Items for identifying locations:
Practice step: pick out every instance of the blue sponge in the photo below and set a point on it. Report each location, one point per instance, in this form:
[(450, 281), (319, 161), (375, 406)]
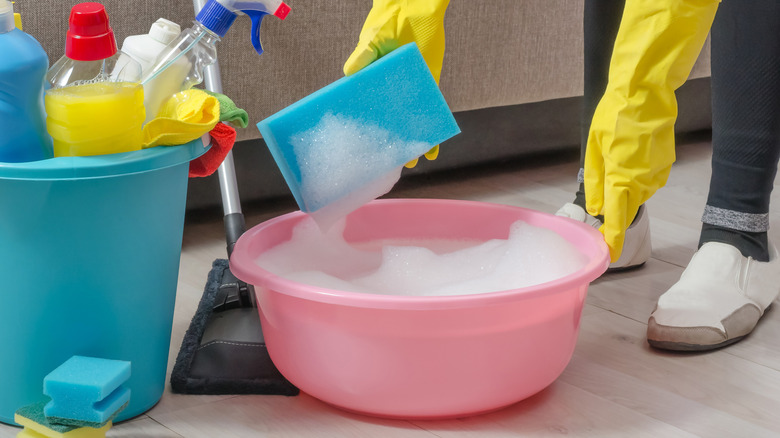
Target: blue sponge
[(388, 114), (86, 391)]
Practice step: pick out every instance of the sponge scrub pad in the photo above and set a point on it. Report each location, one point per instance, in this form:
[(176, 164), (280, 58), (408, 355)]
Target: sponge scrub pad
[(86, 391), (37, 426)]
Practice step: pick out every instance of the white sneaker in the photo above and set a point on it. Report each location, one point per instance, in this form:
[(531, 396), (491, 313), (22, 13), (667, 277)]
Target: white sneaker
[(718, 300), (637, 246)]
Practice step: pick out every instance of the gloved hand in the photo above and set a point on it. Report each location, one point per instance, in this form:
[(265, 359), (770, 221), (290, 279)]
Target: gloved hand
[(630, 147), (393, 23)]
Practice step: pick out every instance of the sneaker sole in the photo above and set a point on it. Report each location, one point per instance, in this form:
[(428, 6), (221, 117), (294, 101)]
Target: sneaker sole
[(681, 346)]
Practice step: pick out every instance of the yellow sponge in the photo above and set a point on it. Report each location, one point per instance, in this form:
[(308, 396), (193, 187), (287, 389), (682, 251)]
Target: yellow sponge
[(36, 426)]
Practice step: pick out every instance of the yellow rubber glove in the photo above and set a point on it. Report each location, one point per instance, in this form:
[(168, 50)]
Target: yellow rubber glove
[(185, 116), (630, 147), (393, 23)]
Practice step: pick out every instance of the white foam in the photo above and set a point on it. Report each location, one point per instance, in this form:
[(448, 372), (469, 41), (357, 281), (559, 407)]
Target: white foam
[(345, 163), (531, 255)]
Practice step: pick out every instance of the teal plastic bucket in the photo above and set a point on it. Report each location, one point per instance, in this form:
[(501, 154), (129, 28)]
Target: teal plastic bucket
[(89, 263)]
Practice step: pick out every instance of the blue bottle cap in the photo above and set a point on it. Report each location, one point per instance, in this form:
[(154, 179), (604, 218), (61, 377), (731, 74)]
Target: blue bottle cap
[(216, 17)]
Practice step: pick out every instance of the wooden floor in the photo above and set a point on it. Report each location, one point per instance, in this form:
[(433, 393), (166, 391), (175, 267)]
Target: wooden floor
[(614, 386)]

Exercise goal – Copy the whole listing above word for word, leaving out the pictures.

Output of the exercise –
Practice step: pick out every instance of the blue sponge in the photo below and set a point on it. Report each location, one point per instance, in this form:
[(450, 281), (319, 161), (375, 406)]
Target: blue sponge
[(388, 114), (86, 391)]
Practice step: pick out every instance of the sponge scrub pad in the photo above and set a point on it. Report each location, one point per instance, in this form:
[(176, 164), (280, 58), (408, 355)]
Target: sponge scrub pad
[(86, 391), (37, 426)]
Practice step: pick out every instance of the white sneaker in the photo above and set a point on it. Report each location, one point per instance, in this form:
[(531, 396), (491, 313), (22, 13), (667, 277)]
Target: white sneaker
[(718, 300), (637, 246)]
Practice step: pick out every instance of the gloved hand in the photo above and set a point on it. Report each location, one point per instance, in this form:
[(265, 359), (770, 221), (290, 279)]
Target: gloved hand
[(630, 147), (393, 23)]
Practice step: pick out every instance of the sneaker sole in the photo above and set a point on it. Report each location, one point per instance, in this form:
[(428, 6), (221, 117), (294, 101)]
Target: sneaker sole
[(681, 346)]
Practice step: pick out every instance of the yellow sponge in the photo above and set a point on it. Report each location, one point per instance, in this form:
[(308, 396), (193, 187), (287, 389), (682, 251)]
Target: yellow sponge
[(36, 426)]
Practice step: pick out every instance of the yellow rubber glove in the photo above and set a point on it. Report each location, one point per instance, in this form:
[(168, 50)]
Target: yellow rubber glove
[(185, 116), (630, 147), (393, 23)]
Practice step: pick out every instance of the white foam in the photo above and set a point on it. Report each location, one point per instance, in this form:
[(448, 372), (469, 41), (357, 281), (559, 407)]
Target: white foam
[(345, 163), (531, 255)]
Practice step: pick out every instance of the teal plastic bucket in the photo above and set a point on it. Report each location, one point per instance, in this form:
[(501, 154), (129, 28)]
Target: teal plastic bucket
[(89, 263)]
Practice step: pick out every instance of the blue bottle cap in the photo above and set a point on it. Report each location, one point per instance, in this form:
[(154, 179), (604, 218), (61, 377), (731, 74)]
Target: blue bottle cap
[(216, 17)]
Practice step: pick out every instance of the wooden floor in the photo above and set a point on it. Report each location, one point per instance, in this form:
[(433, 393), (166, 391), (175, 267)]
Target: wooden floor
[(614, 386)]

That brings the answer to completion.